Collected data:
____

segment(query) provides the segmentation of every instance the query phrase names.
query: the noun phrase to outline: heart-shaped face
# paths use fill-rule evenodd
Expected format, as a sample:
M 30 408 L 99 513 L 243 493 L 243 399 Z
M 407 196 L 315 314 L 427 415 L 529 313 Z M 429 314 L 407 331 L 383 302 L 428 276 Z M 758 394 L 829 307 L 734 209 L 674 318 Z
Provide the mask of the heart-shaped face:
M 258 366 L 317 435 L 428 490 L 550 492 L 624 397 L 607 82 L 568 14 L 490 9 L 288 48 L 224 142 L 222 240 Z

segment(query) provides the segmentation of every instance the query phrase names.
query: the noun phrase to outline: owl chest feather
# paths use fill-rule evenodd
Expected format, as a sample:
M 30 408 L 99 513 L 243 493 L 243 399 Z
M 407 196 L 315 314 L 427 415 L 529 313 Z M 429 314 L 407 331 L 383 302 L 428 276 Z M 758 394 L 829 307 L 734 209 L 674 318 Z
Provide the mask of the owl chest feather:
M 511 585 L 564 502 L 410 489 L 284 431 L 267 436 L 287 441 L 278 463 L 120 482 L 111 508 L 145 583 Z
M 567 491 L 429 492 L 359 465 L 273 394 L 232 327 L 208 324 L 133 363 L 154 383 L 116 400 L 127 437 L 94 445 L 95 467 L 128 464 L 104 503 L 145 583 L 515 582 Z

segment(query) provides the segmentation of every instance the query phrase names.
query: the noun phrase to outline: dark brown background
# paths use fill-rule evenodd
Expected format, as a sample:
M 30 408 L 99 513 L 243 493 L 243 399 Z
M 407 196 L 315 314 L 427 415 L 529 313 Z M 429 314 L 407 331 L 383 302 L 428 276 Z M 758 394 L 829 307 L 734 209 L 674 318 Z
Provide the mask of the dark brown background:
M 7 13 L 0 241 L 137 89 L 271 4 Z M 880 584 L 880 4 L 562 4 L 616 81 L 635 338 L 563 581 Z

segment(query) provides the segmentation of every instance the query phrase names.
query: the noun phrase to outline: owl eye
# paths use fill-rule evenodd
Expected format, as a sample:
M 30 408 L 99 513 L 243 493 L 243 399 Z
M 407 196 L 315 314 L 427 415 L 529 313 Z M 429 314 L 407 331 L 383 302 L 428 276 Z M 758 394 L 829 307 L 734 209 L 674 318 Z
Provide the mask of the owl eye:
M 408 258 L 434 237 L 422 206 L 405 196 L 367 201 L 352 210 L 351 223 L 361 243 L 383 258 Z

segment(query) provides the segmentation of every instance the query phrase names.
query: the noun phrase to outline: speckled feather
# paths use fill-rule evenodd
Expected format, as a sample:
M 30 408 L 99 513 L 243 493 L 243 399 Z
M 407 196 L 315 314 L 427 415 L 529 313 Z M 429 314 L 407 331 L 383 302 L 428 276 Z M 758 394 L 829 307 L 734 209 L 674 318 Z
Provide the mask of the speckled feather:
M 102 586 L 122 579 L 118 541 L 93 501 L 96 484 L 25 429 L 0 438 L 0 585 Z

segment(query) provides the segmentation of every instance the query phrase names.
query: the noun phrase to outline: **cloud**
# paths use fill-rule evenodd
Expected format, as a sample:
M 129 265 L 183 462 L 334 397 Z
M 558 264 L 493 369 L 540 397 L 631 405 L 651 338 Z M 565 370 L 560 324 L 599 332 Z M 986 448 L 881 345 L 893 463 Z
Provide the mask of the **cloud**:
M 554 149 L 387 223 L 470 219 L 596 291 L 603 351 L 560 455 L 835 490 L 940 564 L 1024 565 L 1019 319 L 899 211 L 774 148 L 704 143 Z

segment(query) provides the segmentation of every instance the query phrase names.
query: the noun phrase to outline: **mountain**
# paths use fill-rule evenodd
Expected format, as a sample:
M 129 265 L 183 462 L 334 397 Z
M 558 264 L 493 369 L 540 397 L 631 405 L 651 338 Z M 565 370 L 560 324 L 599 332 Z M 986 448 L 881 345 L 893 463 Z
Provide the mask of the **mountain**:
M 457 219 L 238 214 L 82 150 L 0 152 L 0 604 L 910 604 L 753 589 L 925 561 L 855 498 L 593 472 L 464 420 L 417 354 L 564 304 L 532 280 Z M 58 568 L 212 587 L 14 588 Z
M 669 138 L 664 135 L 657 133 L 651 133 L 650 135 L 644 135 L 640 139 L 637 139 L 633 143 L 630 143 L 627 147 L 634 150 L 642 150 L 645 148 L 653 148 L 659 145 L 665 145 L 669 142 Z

____

● WHAT YOU WILL DO
Give all the records above again, wording unchanged.

● TASK RESPONSE
segment(query) provides the segmentation of every instance the query phrase names.
query: the noun phrase to outline: heart-shaped face
# paths use fill-rule evenodd
Expected format, as a sample:
M 30 408 L 99 513 L 243 493 L 243 399 Z
M 407 196 L 315 314 L 427 415 L 529 313 Z M 429 314 L 407 331 L 383 302 L 428 276 Z M 758 394 L 829 307 L 734 209 L 674 318 Z
Provide the mask of the heart-shaped face:
M 258 366 L 317 435 L 428 490 L 550 492 L 624 397 L 607 82 L 568 14 L 490 9 L 288 48 L 224 142 L 222 240 Z

segment(query) provides the segmentation of every instance the query phrase names.
query: the noun phrase to outline: owl chest feather
# paths use fill-rule evenodd
Expected format, as a sample:
M 30 408 L 99 513 L 243 493 L 243 399 Z
M 407 196 L 315 314 L 427 415 L 529 313 Z M 429 314 L 407 331 L 383 302 L 428 276 Z M 758 394 L 829 307 L 734 209 L 674 318 Z
Provide the mask of the owl chest feather:
M 511 585 L 564 502 L 410 489 L 284 431 L 267 436 L 287 441 L 278 463 L 120 482 L 111 508 L 145 583 Z
M 567 491 L 429 492 L 359 465 L 273 394 L 232 327 L 208 324 L 133 363 L 154 383 L 116 400 L 127 437 L 94 445 L 95 467 L 128 464 L 104 503 L 145 583 L 515 582 Z

segment(query) provides the segmentation of every instance the query phrase names.
query: the noun phrase to outline: dark brown background
# paths use fill-rule evenodd
Expected format, as a sample:
M 30 408 L 99 513 L 243 493 L 243 399 Z
M 407 196 L 315 314 L 427 415 L 529 313 Z M 429 314 L 407 331 L 383 302 L 428 276 Z M 758 394 L 829 307 L 734 209 L 674 318 Z
Provide the mask of the dark brown background:
M 7 13 L 0 241 L 137 89 L 271 4 Z M 880 584 L 880 4 L 562 4 L 616 81 L 635 338 L 563 581 Z

segment(query) provides the segmentation of every instance the query phrase names.
query: the noun phrase to outline: owl eye
# paths use fill-rule evenodd
Expected format, as a sample:
M 30 408 L 99 513 L 243 493 L 243 399 Z
M 407 196 L 315 314 L 427 415 L 529 313 Z M 429 314 L 407 331 L 383 302 L 428 276 Z M 758 394 L 829 307 L 734 209 L 674 318 Z
Provide the mask of the owl eye:
M 408 258 L 434 237 L 422 206 L 405 196 L 367 201 L 352 210 L 351 223 L 361 243 L 383 258 Z

segment(query) provides the segmentation of every instance the query phrase names.
query: the noun phrase to outline: speckled feather
# paths use fill-rule evenodd
Expected format, as a sample:
M 30 408 L 99 513 L 243 493 L 243 399 Z
M 407 196 L 315 314 L 427 415 L 529 313 Z M 429 314 L 407 331 L 383 302 L 428 276 Z M 758 394 L 829 307 L 734 209 L 674 318 Z
Provide the mask of the speckled feather:
M 102 586 L 122 579 L 118 541 L 93 501 L 96 484 L 25 429 L 0 438 L 0 585 Z

segment(query) provides the segmentation of every instance the query phrase names.
query: the noun phrase to outline: **cloud**
# paths use fill-rule evenodd
Expected format, as a sample:
M 129 265 L 183 462 L 334 397 Z
M 558 264 L 493 369 L 540 397 L 631 405 L 651 338 Z M 565 370 L 560 324 L 599 332 Z M 986 448 L 881 345 L 893 463 Z
Provide the mask of the **cloud**:
M 554 149 L 387 223 L 470 219 L 596 291 L 603 351 L 560 455 L 835 490 L 940 564 L 1024 565 L 1019 319 L 899 211 L 774 148 L 704 143 Z

segment(query) provides the segmentation of every instance the query phrase names.
query: the noun phrase to outline: **mountain**
# paths use fill-rule evenodd
Expected format, as a sample:
M 129 265 L 183 462 L 334 397 Z
M 558 264 L 493 369 L 540 397 L 631 405 L 651 338 Z M 565 370 L 560 324 L 599 332 Z M 986 448 L 881 345 L 893 463 Z
Provide the mask of the **mountain**:
M 457 219 L 238 214 L 82 150 L 0 152 L 0 604 L 910 604 L 753 589 L 925 561 L 855 498 L 593 472 L 464 420 L 417 354 L 564 304 L 532 280 Z M 58 568 L 212 587 L 14 588 Z
M 669 138 L 664 135 L 657 133 L 651 133 L 650 135 L 644 135 L 640 139 L 637 139 L 633 143 L 630 143 L 627 147 L 634 150 L 642 150 L 645 148 L 653 148 L 659 145 L 665 145 L 669 142 Z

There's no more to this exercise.